Work to complete:
Transcribe the listing precisely, entry by entry.

Extracted material:
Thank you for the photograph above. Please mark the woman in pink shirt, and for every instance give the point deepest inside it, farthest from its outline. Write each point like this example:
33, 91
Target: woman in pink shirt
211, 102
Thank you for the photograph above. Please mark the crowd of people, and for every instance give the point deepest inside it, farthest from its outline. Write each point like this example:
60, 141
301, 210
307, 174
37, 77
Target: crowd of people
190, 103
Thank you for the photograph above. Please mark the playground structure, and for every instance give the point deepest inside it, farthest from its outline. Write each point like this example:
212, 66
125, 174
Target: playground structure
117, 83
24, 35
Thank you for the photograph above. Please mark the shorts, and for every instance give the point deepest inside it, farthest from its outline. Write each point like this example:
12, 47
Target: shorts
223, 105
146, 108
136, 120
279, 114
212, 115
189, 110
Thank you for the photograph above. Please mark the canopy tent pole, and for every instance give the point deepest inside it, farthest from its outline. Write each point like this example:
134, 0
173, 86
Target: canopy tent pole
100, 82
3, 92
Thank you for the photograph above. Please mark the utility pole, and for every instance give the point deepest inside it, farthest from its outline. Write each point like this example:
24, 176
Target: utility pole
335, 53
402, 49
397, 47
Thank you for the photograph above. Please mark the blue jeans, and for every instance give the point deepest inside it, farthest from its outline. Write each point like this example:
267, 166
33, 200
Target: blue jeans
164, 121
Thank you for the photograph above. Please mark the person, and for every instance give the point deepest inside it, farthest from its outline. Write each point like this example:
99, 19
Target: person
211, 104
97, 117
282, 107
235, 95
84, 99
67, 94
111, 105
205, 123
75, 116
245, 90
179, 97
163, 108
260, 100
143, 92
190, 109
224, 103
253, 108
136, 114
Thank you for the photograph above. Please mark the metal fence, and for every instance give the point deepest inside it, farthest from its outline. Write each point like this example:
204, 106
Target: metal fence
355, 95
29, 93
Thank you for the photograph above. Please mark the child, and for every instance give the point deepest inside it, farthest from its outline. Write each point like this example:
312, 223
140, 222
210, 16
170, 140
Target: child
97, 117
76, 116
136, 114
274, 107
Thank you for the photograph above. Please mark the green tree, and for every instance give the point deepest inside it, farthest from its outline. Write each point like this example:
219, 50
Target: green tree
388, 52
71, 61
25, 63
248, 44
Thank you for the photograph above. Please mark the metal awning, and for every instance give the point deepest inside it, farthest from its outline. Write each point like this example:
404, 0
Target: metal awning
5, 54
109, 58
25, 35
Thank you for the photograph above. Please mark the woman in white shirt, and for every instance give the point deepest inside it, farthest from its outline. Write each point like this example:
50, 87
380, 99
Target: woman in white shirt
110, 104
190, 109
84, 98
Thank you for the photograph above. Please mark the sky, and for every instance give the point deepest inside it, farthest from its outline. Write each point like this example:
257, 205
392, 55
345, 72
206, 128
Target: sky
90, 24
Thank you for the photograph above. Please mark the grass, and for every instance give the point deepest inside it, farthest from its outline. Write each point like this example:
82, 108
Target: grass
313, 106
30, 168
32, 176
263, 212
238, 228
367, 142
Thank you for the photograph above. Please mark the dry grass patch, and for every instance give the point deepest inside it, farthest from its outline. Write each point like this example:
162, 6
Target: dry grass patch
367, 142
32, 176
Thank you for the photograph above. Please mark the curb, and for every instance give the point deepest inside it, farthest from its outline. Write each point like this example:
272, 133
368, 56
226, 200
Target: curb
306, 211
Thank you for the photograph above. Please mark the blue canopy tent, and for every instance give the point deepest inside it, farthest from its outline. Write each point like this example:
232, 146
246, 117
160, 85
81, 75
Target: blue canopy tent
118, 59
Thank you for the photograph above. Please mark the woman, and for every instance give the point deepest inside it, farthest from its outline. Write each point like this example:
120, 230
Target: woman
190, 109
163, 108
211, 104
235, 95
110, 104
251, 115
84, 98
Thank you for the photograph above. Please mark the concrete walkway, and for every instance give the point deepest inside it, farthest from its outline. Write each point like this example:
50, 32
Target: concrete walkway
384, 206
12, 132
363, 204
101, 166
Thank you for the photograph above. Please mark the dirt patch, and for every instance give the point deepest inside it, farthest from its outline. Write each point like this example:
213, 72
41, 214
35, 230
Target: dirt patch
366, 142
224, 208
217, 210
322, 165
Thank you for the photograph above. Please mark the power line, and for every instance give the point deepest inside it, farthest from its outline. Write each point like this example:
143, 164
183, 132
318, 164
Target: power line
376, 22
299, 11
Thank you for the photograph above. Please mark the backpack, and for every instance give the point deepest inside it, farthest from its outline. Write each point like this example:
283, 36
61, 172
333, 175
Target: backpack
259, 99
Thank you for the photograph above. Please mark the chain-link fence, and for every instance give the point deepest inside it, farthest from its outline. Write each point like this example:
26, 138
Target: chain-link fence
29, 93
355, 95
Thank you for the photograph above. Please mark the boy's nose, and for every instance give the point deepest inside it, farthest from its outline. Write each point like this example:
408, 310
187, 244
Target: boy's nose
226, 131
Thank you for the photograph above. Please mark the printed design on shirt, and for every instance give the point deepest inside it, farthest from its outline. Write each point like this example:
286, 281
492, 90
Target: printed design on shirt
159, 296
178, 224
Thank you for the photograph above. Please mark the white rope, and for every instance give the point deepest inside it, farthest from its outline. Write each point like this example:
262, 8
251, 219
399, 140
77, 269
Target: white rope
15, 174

Task answer:
Thank you for the photograph above. Please mark the woman in pink shirt, and for every instance give the point deepest inside it, farthest from its outline. Write each point like this example:
33, 91
Target: woman in pink shirt
211, 102
Thank you for the photograph above. Please mark the crowd of people, and for every instance give the point deepest inside it, farthest from its outline. Write each point like this example:
60, 141
301, 210
307, 174
37, 77
Target: crowd of people
190, 103
Thank you for the photograph above. Please mark the playground structure, and for every instance give the point deepest inside it, farthest from its outline. Write each point like this example:
212, 66
125, 174
Target: playground structure
117, 83
24, 35
Thank you for the photograph above. Please mark the shorts, and for every instance give the point deepest inside it, farthest from its outline. Write each point like this example:
12, 47
Target: shorts
223, 105
146, 108
136, 120
279, 114
212, 115
189, 110
Thank you for the photograph above. Please mark the canopy tent pole, and for every instance give the point deepest inside it, farthest from its outline. Write each point like this example:
134, 0
173, 86
Target: canopy tent pole
100, 82
3, 92
Thank you for the photograph above. Please mark the utility pole, and for every instance give the point deepest inside it, farthest from its outline. Write each point like this example:
24, 176
Target: utility pole
335, 53
402, 49
397, 47
Thank you for the photograph above. Please mark the blue jeans, and for every instance give the point deepest inside it, farthest from its outline. Write each point like this example:
267, 166
33, 200
Target: blue jeans
164, 121
Thank you for the photograph above. Please mark the person, and for every instance give the point deepest inside it, farthest from its outline. Write each point like this example:
99, 19
Target: person
211, 104
97, 117
282, 107
235, 95
84, 99
67, 94
111, 105
205, 123
75, 116
245, 90
179, 97
163, 108
260, 100
143, 92
190, 109
224, 103
253, 108
136, 114
Thank you for the photograph above. Please mark the metal fence, and for every instance give the point deepest inside it, farthest from its outline. Write each point like this example:
204, 106
Target: metal fence
355, 95
29, 93
Thank you for the photograph above. Please mark the child, and for every instance give the point deepest inside it, farthest from its outline. Write each point like this example:
312, 223
140, 222
210, 16
170, 140
Target: child
97, 117
76, 116
136, 114
274, 107
Thank you for the photograph above. Please mark the green tree, and for every instance give the point deepest inside it, farthest from its outline. Write each point like this example:
219, 50
Target: green tree
388, 52
71, 61
25, 63
248, 44
Thank you for the photograph above. Please mark the metal awning, and for every instance give the point deepest inside it, farthest from its outline. Write each point like this example:
404, 0
Target: metal awning
5, 54
109, 58
25, 35
Thank you for the photograph above. Please mark the woman in white shirt, and for every instance give the point deepest inside it, farthest from its outline. Write each point like this example:
50, 87
380, 99
Target: woman in white shirt
110, 104
190, 109
84, 98
Thank you for the photograph above. Please mark the sky, and for every instance give the point deepest inside it, farthest from its outline. Write each point like this example:
257, 205
392, 55
345, 72
206, 128
Target: sky
90, 24
Thank you for the photograph above. Please mark the grass, and for every instance give the point deepest inside it, farthest from its outline. Write each point like this example:
82, 108
Target: grass
313, 106
30, 168
32, 176
263, 212
238, 228
367, 142
Thank you for the photograph above. Please mark the dry grass patch, and for every instance give the point deepest inside it, farthest from its outline. Write each point like this example:
162, 6
Target: dry grass patch
367, 142
32, 176
Thank you for the photograph above. Please mark the curb, and for every instance give the point deepest inside it, farthest from its outline. Write each point like this example:
272, 133
368, 56
226, 200
Target: curb
306, 211
Thank you for the photograph above. Please mark the blue canopy tent, and for every instance give the point deepest inside it, farthest from its outline. Write each point like this example:
232, 146
246, 117
160, 85
81, 75
Target: blue canopy tent
118, 59
Thank you for the photograph above. Please mark the woman, and for every instance give the point deepest inside it, farthest from its outline. Write each point like this example:
120, 230
Target: woman
190, 109
163, 108
211, 104
235, 95
110, 104
251, 115
84, 98
Thank you for the photograph above. Please mark the concrete walkway, and for every instance give the point deepest inside it, farthest from its outline. Write each point like this example:
50, 32
Target: concrete walkway
384, 206
12, 132
363, 204
101, 166
Thank you for the photograph above. Please mark the dirt patch, and for every instance give the point deepest inside it, farthest from its outline. Write each point like this example:
213, 72
41, 214
35, 230
Target: dirt patch
366, 142
224, 208
217, 210
322, 165
Thank you for the photograph above. Please mark the power line, and for every instance give the point deepest inside it, farthest from its outline. Write each point like this example:
143, 164
183, 132
318, 164
Target: power line
376, 22
299, 11
Thank you for the photograph above. Please mark the backpack, and for every instance give the point deepest inside it, farthest from its outline. Write each point like this example:
283, 36
61, 172
333, 175
Target: backpack
259, 99
Thank you for the photograph above. Please mark the chain-link fence, and for every instance give the point deepest inside it, farthest from its outline. Write each point like this example:
26, 138
Target: chain-link fence
29, 93
355, 95
Thank you for the photograph above. Please mark the boy's nose, and for every instance give the point deepest inside it, farthest from its outline. Write each point like this example:
408, 310
187, 244
Target: boy's nose
226, 131
Thank you for the photograph above. Please mark the printed design on shirt, and for every instance give the point deepest inside it, farthest from its outline. Write each point like this example:
286, 281
492, 90
Target: printed design on shirt
159, 296
178, 224
Thank you for the photograph above. Please mark the white rope, and for every instance give the point deepest inside it, farthest from its outline. Write each point like this example:
262, 8
251, 219
399, 140
77, 269
Target: white rope
15, 174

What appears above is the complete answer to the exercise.